Recorded data
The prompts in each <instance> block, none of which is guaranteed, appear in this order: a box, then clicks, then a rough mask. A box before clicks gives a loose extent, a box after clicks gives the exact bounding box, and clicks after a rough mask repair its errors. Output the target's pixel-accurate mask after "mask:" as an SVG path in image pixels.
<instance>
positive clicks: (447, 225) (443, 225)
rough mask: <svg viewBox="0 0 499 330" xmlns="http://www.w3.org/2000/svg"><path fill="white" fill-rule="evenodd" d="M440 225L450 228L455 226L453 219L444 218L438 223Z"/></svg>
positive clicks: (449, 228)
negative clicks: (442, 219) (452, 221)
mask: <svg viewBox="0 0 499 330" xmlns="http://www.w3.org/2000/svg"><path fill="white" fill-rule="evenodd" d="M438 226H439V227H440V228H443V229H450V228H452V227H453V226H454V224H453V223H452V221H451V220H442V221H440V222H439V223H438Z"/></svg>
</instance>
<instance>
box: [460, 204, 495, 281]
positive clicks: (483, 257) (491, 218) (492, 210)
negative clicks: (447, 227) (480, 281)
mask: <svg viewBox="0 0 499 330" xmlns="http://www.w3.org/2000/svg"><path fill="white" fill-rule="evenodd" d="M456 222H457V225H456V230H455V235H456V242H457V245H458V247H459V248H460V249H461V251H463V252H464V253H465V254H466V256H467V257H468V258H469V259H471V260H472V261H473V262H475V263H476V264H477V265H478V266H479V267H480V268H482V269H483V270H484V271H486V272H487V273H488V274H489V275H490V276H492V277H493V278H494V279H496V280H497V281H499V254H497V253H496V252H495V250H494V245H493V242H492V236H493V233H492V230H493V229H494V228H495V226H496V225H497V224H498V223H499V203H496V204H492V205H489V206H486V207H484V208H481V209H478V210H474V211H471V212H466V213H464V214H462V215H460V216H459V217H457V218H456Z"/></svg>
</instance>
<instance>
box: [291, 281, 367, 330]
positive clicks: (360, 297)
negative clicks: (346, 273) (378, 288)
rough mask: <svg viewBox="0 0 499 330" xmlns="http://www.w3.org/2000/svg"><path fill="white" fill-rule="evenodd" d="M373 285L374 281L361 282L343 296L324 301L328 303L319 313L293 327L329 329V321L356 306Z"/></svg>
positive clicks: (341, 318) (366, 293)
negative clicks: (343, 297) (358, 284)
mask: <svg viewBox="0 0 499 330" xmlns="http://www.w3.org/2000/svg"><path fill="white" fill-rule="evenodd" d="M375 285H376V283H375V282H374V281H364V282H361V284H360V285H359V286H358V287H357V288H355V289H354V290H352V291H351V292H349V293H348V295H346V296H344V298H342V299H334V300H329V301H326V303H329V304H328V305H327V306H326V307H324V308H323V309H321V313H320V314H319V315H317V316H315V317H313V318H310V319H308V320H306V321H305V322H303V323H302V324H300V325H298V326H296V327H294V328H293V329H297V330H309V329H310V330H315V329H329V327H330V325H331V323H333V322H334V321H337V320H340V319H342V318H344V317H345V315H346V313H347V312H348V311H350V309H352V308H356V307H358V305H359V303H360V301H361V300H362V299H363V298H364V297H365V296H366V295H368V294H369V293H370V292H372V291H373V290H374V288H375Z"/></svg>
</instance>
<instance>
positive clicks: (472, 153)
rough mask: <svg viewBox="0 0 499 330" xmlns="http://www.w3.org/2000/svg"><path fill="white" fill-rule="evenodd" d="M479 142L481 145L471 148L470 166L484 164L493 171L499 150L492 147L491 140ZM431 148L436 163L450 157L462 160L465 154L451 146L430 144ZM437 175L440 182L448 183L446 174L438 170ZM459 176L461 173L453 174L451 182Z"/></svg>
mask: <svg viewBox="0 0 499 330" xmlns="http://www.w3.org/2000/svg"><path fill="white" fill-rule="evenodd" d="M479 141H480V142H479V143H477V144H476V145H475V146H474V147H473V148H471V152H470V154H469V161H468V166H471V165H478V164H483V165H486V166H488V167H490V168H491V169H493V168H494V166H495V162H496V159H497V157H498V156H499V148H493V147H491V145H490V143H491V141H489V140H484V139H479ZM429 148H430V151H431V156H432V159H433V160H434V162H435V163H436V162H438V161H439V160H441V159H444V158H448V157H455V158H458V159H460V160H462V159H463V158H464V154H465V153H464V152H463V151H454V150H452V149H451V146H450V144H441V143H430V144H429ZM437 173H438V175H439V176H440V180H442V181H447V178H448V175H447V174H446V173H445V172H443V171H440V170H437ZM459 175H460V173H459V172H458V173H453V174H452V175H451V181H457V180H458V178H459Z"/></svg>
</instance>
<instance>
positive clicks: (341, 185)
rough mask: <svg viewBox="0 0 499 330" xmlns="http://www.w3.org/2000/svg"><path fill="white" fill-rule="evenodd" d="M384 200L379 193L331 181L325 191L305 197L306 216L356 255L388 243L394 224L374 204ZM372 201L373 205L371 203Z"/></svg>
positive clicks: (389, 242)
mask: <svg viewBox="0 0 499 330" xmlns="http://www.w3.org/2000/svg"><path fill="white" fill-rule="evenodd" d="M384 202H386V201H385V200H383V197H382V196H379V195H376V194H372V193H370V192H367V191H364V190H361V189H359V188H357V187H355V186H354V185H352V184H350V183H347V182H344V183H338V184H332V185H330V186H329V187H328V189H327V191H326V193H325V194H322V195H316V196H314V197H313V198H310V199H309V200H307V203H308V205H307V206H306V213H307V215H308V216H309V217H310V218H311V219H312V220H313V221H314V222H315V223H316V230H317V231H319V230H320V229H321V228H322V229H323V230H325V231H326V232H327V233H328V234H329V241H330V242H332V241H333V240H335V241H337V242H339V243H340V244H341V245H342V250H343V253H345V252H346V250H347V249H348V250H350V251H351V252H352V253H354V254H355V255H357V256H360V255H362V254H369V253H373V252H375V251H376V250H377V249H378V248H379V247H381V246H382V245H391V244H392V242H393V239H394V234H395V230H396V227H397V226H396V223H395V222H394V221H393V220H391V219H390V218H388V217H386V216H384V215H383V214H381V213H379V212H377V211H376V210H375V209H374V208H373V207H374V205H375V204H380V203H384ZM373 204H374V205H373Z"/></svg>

TASK TO COMPLETE
Turn every line of the records above into a numbered list, leaving out any blank lines.

TASK SOLUTION
1. The prompts in each <instance> block, none of which is guaranteed, appear in this order: a box, then clicks, then a rough mask. A box before clicks gives a loose extent, a box after clicks gives the exact bounding box, and clicks after a rough mask repair its errors. Output the target's pixel-accurate mask after "mask:" as an SVG path in image pixels.
2. <instance>
3. positive clicks: (447, 225) (443, 225)
4. rough mask: <svg viewBox="0 0 499 330" xmlns="http://www.w3.org/2000/svg"><path fill="white" fill-rule="evenodd" d="M440 225L450 228L455 226L453 219L444 218L438 223Z"/></svg>
5. positive clicks: (449, 228)
6. negative clicks: (442, 219) (452, 221)
7. mask: <svg viewBox="0 0 499 330" xmlns="http://www.w3.org/2000/svg"><path fill="white" fill-rule="evenodd" d="M438 226H439V227H440V228H443V229H450V228H452V227H453V226H454V224H453V223H452V221H451V220H442V221H440V222H439V223H438Z"/></svg>
8. </instance>
9. <instance>
10. box: [460, 204, 495, 281]
11. positive clicks: (483, 257) (491, 218) (492, 210)
12. negative clicks: (447, 227) (480, 281)
13. mask: <svg viewBox="0 0 499 330" xmlns="http://www.w3.org/2000/svg"><path fill="white" fill-rule="evenodd" d="M456 222H457V225H456V230H455V235H456V242H457V245H458V247H459V248H460V249H461V251H463V252H464V253H465V254H466V256H467V257H468V258H469V259H471V260H472V261H473V262H475V263H476V264H477V265H478V266H479V267H480V268H482V269H483V270H484V271H486V272H487V273H488V274H489V275H490V276H492V277H493V278H494V279H496V280H497V281H499V254H497V253H496V252H495V250H494V245H493V242H492V236H493V233H492V230H493V229H494V228H495V226H496V225H497V224H498V223H499V203H496V204H492V205H489V206H486V207H484V208H481V209H478V210H474V211H471V212H466V213H464V214H462V215H460V216H459V217H457V218H456Z"/></svg>
14. </instance>
15. <instance>
16. box: [291, 281, 367, 330]
17. positive clicks: (360, 297)
18. negative clicks: (346, 273) (378, 288)
19. rough mask: <svg viewBox="0 0 499 330" xmlns="http://www.w3.org/2000/svg"><path fill="white" fill-rule="evenodd" d="M373 285L374 281L361 282L343 296L324 301L328 303L319 313L293 327L329 329V321L356 306Z"/></svg>
20. positive clicks: (341, 318) (366, 293)
21. negative clicks: (343, 297) (358, 284)
22. mask: <svg viewBox="0 0 499 330" xmlns="http://www.w3.org/2000/svg"><path fill="white" fill-rule="evenodd" d="M375 285H376V283H375V282H374V281H364V282H361V284H360V285H359V286H358V287H357V288H355V289H354V290H352V291H351V292H349V293H348V295H346V296H344V298H342V299H334V300H329V301H326V303H329V304H328V305H327V306H326V307H324V308H323V309H321V313H320V314H319V315H317V316H315V317H313V318H310V319H308V320H306V321H305V322H303V323H302V324H300V325H298V326H296V327H294V328H293V329H297V330H309V329H310V330H315V329H329V327H330V325H331V323H333V322H334V321H337V320H340V319H342V318H344V317H345V315H346V313H347V312H348V311H350V309H352V308H356V307H358V305H359V303H360V301H361V300H362V299H363V298H364V297H365V296H366V295H368V294H369V293H370V292H372V291H373V290H374V288H375Z"/></svg>
23. </instance>
24. <instance>
25. positive clicks: (472, 153)
26. rough mask: <svg viewBox="0 0 499 330" xmlns="http://www.w3.org/2000/svg"><path fill="white" fill-rule="evenodd" d="M479 142L481 145L471 148L470 166L484 164L493 171L499 150L492 147L491 140ZM431 148L436 163L450 157L462 160L465 154L451 146L430 144ZM437 175L440 182L448 183L446 174L438 170ZM459 176L461 173L453 174L451 182Z"/></svg>
27. mask: <svg viewBox="0 0 499 330" xmlns="http://www.w3.org/2000/svg"><path fill="white" fill-rule="evenodd" d="M479 141H480V142H479V143H477V144H476V145H475V146H474V147H473V148H471V152H470V154H469V161H468V166H471V165H478V164H483V165H486V166H488V167H490V168H491V169H493V168H494V166H495V162H496V159H497V157H498V156H499V148H493V147H491V145H490V143H491V141H489V140H484V139H479ZM429 148H430V151H431V156H432V159H433V160H434V162H435V163H436V162H438V161H439V160H441V159H444V158H448V157H455V158H458V159H460V160H462V159H463V158H464V154H465V153H464V152H463V151H454V150H452V149H451V146H450V144H441V143H430V144H429ZM437 173H438V175H439V176H440V180H442V181H447V178H448V175H447V174H446V173H445V172H443V171H440V170H437ZM459 175H460V173H459V172H458V173H453V174H452V175H451V181H457V180H458V178H459Z"/></svg>
28. </instance>
29. <instance>
30. positive clicks: (341, 185)
31. rough mask: <svg viewBox="0 0 499 330" xmlns="http://www.w3.org/2000/svg"><path fill="white" fill-rule="evenodd" d="M384 200L379 193L331 181L325 191L305 197L306 216L356 255L388 243L394 224L374 204ZM372 201L373 205L371 203Z"/></svg>
32. positive clicks: (389, 242)
33. mask: <svg viewBox="0 0 499 330" xmlns="http://www.w3.org/2000/svg"><path fill="white" fill-rule="evenodd" d="M384 202H386V201H385V200H383V197H382V196H379V195H376V194H372V193H370V192H367V191H364V190H361V189H359V188H357V187H355V186H354V185H352V184H350V183H347V182H344V183H338V184H332V185H330V186H329V187H328V189H327V191H326V193H325V194H322V195H316V196H314V197H313V198H310V199H309V200H307V203H308V205H307V206H306V213H307V215H308V216H309V217H310V218H311V219H312V220H313V221H314V222H315V223H316V230H317V231H319V230H320V229H321V228H322V229H323V230H325V231H326V232H327V233H328V234H329V241H330V242H332V241H333V240H335V241H337V242H339V243H340V244H341V245H342V250H343V253H345V252H346V250H347V249H348V250H350V251H351V252H352V253H354V254H355V255H357V256H360V255H362V254H369V253H373V252H375V251H376V250H377V249H378V248H379V247H381V246H382V245H391V244H392V242H393V239H394V234H395V230H396V227H397V226H396V223H395V222H394V221H393V220H391V219H390V218H388V217H386V216H384V215H383V214H381V213H379V212H377V211H376V210H375V209H374V208H373V207H374V205H375V204H380V203H384ZM373 204H374V205H373Z"/></svg>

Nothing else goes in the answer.